• Information provided:
_ _ _
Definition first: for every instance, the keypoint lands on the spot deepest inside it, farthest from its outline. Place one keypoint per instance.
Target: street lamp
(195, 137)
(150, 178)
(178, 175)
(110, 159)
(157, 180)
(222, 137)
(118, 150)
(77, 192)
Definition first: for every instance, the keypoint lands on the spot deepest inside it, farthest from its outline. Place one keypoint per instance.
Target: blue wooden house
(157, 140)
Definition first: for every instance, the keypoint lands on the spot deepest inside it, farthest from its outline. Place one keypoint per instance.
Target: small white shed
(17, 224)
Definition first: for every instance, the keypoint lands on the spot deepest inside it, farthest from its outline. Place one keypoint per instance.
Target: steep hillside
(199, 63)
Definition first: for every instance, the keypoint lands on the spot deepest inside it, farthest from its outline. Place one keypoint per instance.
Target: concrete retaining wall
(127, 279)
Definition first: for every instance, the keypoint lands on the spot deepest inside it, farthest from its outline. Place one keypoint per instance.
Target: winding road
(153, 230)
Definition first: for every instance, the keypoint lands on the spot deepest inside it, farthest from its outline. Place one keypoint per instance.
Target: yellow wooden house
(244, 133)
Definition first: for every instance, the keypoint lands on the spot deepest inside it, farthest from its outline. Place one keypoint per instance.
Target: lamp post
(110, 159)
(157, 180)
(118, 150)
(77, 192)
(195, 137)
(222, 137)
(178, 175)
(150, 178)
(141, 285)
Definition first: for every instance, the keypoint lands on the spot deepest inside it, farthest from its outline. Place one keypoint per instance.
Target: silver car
_ _ _
• Task objective:
Would you write down every record again, exactly?

• Completed task:
Definition first: for every instance, the keypoint lands on the spot deepest inside it, farthest from its outline. Place one keypoint per instance.
Target: street lamp
(195, 137)
(150, 178)
(178, 175)
(110, 159)
(157, 180)
(222, 137)
(118, 150)
(77, 192)
Definition first: for every instance, the keypoint lands on the spot deepest inside it, farthest from its outline. Place one keypoint per instance.
Target: blue wooden house
(157, 140)
Definition first: for every instance, the keypoint lands on the spot deepest inside it, farthest from its outline. Place one keypoint per instance.
Target: small white shed
(17, 224)
Definition first: for every instance, the keypoint lands on the spot deepest inside it, farthest from its outline. Place one keypoint per instance.
Target: steep hillside
(199, 63)
Definition first: for every instance, the keypoint lands on the spot deepest inside it, farthest from its outline. Place one keypoint per instance.
Target: concrete retaining wall
(127, 279)
Definition first: for every instance, the keypoint lands on the spot deepest inside it, farthest from its outline. Place one keypoint per instance.
Target: winding road
(153, 230)
Definition first: for every instance, the keypoint lands on the spot deepest inside it, farthest from its outline. Place one keypoint per instance.
Target: yellow wooden house
(244, 133)
Definition first: for every instance, the keypoint lands on the spot deepest inside it, farthest from its outline. Place one keypoint per instance.
Target: lamp post
(110, 159)
(157, 180)
(118, 150)
(77, 192)
(195, 137)
(222, 137)
(178, 175)
(150, 178)
(141, 285)
Definition first: for every instance, the keypoint lands on the spot deepest inside it, farthest from its outline. Place one keypoint per instance.
Target: silver car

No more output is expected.